EXERCISE INSTRUCTIONS: Give the lines of the material verbatim, from the first line to the line with "Can you see the rocky outcrop", including both.

::: MATERIAL PROVIDED :::

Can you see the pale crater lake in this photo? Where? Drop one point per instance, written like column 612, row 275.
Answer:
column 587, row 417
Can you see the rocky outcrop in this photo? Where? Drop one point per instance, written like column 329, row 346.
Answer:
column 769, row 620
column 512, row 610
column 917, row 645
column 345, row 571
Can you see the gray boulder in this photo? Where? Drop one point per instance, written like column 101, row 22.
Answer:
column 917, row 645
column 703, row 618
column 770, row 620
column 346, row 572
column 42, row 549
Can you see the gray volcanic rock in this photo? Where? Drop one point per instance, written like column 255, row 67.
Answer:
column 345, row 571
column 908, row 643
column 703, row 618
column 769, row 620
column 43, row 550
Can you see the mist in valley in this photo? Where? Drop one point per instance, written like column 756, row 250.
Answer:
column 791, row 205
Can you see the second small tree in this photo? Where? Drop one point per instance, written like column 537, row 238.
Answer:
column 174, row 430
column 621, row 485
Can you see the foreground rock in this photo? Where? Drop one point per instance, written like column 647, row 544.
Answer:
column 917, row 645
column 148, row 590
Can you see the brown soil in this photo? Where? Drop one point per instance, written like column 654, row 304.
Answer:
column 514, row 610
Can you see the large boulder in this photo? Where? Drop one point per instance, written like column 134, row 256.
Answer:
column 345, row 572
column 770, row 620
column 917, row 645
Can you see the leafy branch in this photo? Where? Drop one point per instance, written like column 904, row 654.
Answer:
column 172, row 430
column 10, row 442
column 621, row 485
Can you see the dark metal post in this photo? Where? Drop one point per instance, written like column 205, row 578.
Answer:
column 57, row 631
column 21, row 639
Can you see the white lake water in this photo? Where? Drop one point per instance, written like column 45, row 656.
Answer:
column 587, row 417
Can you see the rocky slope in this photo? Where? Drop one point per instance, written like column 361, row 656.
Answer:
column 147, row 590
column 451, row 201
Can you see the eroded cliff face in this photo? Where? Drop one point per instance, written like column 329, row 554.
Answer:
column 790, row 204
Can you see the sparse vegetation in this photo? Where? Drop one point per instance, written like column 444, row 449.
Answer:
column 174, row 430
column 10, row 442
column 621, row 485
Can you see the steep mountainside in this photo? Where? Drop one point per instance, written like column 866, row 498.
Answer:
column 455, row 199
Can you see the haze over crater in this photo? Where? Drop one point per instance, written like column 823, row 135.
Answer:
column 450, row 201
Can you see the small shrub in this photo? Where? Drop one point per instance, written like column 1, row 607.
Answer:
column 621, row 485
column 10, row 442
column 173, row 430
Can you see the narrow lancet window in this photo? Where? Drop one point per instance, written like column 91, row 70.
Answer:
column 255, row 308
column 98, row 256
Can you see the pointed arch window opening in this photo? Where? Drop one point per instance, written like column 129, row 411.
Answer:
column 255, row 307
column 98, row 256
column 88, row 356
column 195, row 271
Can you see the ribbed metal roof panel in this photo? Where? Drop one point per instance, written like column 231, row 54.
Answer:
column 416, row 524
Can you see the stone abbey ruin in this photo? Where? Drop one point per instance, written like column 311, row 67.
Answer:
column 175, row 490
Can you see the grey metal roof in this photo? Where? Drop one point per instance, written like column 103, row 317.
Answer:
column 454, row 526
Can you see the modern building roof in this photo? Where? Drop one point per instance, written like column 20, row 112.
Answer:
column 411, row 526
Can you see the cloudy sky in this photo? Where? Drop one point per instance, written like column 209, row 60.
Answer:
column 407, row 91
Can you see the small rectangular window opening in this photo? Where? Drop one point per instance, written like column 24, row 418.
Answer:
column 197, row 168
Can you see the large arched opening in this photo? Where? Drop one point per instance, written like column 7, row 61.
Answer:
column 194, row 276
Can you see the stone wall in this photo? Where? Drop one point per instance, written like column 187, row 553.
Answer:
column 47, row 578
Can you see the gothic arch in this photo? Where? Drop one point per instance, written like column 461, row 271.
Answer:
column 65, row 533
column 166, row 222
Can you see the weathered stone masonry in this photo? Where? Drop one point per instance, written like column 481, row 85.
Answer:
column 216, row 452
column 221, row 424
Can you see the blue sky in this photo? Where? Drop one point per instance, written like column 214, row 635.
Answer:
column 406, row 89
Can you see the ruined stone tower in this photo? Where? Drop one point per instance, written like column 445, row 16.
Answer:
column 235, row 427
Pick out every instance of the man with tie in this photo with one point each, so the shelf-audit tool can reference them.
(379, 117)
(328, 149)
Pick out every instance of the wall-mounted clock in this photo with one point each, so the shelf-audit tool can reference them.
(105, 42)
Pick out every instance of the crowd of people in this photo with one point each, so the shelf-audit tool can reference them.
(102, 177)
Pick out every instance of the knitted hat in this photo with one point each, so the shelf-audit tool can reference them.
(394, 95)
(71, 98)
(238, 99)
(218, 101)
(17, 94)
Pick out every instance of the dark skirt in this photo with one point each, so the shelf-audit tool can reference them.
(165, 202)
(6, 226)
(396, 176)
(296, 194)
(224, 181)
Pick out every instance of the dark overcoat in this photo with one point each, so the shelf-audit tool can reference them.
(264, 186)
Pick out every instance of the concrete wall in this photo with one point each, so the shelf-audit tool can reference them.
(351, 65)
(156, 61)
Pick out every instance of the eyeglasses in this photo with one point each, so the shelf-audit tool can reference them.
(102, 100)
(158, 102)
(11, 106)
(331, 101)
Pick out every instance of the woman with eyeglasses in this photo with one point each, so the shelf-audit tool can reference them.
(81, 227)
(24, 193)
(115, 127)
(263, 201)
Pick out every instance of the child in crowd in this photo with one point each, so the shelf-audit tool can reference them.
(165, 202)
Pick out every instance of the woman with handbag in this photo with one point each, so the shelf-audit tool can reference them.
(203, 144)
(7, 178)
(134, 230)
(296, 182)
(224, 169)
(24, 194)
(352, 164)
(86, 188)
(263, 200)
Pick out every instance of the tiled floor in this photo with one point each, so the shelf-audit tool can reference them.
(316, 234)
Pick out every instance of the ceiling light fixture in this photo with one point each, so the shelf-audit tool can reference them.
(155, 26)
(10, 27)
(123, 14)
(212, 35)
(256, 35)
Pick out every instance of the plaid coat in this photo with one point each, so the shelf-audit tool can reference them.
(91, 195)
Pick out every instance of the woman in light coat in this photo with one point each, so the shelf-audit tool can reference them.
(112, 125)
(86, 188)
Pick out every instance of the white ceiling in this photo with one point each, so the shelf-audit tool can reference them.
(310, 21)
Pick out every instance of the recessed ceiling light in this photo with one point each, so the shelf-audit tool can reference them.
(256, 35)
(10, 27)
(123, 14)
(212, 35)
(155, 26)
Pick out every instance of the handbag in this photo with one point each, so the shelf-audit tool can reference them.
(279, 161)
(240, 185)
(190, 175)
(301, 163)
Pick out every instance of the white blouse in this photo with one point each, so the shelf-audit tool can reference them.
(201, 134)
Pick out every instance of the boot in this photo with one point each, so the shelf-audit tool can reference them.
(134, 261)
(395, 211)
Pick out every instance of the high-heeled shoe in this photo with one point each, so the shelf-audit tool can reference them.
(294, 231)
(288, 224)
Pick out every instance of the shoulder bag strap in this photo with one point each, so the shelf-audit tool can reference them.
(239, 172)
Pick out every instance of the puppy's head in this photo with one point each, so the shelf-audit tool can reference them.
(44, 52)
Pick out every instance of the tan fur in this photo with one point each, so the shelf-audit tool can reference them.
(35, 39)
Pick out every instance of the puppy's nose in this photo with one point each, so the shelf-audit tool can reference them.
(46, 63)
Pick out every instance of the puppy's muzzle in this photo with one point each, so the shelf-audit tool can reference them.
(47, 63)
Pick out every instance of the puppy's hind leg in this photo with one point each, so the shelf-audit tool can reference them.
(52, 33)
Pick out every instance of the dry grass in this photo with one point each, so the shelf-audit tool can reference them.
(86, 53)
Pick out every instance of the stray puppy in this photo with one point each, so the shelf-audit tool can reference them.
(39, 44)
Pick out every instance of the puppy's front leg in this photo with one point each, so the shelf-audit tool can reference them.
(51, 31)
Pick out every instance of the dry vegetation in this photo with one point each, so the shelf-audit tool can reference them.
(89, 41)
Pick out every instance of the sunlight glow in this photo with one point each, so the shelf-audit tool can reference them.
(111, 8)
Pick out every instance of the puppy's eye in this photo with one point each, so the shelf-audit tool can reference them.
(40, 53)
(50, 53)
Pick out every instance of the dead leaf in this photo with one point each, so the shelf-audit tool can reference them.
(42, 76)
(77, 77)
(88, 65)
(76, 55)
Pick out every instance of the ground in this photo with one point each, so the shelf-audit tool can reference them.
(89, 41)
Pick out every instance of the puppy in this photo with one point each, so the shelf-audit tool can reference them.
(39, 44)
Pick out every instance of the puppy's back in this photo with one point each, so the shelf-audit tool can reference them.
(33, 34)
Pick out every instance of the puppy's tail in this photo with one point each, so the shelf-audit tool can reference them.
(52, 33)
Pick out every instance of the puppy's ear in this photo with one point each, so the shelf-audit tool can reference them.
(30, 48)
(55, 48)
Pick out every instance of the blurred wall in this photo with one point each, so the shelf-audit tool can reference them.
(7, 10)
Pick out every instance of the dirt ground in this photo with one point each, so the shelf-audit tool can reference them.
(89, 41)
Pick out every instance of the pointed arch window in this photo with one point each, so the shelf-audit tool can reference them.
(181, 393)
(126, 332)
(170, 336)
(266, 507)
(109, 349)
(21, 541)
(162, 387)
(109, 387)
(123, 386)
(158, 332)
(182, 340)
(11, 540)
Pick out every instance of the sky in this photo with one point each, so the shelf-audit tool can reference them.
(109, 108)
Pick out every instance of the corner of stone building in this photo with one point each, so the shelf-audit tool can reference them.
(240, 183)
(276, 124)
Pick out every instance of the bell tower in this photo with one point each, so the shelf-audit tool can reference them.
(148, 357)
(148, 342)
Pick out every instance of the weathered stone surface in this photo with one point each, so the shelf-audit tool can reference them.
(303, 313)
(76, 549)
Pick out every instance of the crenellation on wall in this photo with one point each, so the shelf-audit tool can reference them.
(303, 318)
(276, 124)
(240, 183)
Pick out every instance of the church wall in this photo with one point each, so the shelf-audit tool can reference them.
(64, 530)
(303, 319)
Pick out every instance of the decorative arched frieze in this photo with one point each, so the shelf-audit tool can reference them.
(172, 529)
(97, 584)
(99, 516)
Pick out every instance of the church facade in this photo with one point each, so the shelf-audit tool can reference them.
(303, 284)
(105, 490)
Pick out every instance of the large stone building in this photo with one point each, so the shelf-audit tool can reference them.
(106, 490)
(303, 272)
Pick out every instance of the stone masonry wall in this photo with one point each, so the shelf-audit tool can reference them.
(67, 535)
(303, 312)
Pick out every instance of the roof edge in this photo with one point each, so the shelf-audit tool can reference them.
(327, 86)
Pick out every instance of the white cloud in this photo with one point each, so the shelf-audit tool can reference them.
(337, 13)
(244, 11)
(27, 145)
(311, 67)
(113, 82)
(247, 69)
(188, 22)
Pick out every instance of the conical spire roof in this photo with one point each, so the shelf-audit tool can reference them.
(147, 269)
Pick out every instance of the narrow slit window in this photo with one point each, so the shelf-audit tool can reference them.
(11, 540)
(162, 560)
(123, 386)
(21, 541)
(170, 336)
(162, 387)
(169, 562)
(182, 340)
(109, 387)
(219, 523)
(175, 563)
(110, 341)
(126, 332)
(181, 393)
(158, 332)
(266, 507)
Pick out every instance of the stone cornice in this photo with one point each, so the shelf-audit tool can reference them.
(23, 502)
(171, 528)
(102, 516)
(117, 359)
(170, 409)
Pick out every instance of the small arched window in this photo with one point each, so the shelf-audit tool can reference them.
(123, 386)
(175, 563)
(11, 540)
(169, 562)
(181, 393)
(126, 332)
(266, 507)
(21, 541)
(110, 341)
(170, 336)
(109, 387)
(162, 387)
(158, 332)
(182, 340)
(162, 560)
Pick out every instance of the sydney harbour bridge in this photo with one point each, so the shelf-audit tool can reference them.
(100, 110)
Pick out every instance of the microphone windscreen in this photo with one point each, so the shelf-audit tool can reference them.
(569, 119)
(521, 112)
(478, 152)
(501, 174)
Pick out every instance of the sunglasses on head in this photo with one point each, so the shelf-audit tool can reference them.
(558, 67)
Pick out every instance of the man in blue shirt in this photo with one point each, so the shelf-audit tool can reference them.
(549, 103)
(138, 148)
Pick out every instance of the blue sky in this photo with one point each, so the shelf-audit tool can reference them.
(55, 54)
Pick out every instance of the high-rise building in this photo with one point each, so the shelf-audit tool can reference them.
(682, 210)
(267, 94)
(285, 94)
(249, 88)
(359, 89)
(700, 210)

:::

ANSWER AREA:
Can you see the pale crater lake in this photo? Where? Drop one point per instance, written like column 612, row 275.
Answer:
column 587, row 417
Can you see the rocky outcrop in this photo? Where? Drop one point per instance, written like column 329, row 346.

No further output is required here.